> **Excerpted passage**:
..............................
Spotty attendance presents another challenge. Disrupt Harlem typically graduates only about 10 of its 15 students each session. Celuzza said some contend with “social issues,” like caring for a child or younger sibling.

The Knowledge House aims to reach disconnected youth, said Mitchell, but “it’s hard to reach them because they’re not in school, they’re not at work.” The program has placed about 20 percent of students in jobs or internships; it recently added a job readiness program.

Introducing students to STEM fields from an early age matters when tech literacy is all but assumed. “We’ve hit a point where someone applying for a job at a gas station has to do it online,” said Collins.

HYPOTHEkids’ after-school programs at two local schools, the Teachers College Community School and P.S. 36 in Harlem, focus specifically on the math achievement gap. Students as young as four learn about molecules, a concept they might not normally encounter until fourth or fifth grade.
..............................
> **Items**:

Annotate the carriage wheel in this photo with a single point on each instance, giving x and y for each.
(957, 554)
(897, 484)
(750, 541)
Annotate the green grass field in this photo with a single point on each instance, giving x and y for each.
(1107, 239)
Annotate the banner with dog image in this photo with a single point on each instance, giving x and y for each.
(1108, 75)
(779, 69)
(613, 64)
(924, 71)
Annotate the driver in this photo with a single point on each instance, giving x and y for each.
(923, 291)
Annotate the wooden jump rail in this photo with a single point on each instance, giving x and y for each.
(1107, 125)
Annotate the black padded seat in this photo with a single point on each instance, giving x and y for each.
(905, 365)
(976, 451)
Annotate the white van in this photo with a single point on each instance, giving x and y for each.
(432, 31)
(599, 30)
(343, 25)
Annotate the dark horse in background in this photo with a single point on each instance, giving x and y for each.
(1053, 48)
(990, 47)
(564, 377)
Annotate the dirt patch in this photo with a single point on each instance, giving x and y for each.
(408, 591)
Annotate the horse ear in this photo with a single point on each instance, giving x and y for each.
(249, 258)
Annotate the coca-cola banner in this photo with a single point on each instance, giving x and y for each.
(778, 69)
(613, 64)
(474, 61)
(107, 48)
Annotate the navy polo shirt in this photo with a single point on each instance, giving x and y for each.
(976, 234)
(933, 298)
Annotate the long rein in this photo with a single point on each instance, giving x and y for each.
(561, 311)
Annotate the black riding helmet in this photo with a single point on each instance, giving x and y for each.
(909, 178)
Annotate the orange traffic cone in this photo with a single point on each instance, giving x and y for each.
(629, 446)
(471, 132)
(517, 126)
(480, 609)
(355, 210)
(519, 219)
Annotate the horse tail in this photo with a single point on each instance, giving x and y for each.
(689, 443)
..............................
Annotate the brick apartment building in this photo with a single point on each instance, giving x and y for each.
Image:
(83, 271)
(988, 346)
..............................
> **What to do**: In the excerpt about tech education programs in Harlem, how many of its 15 students does Disrupt Harlem typically graduate each session?

> **Written solution**: About 10.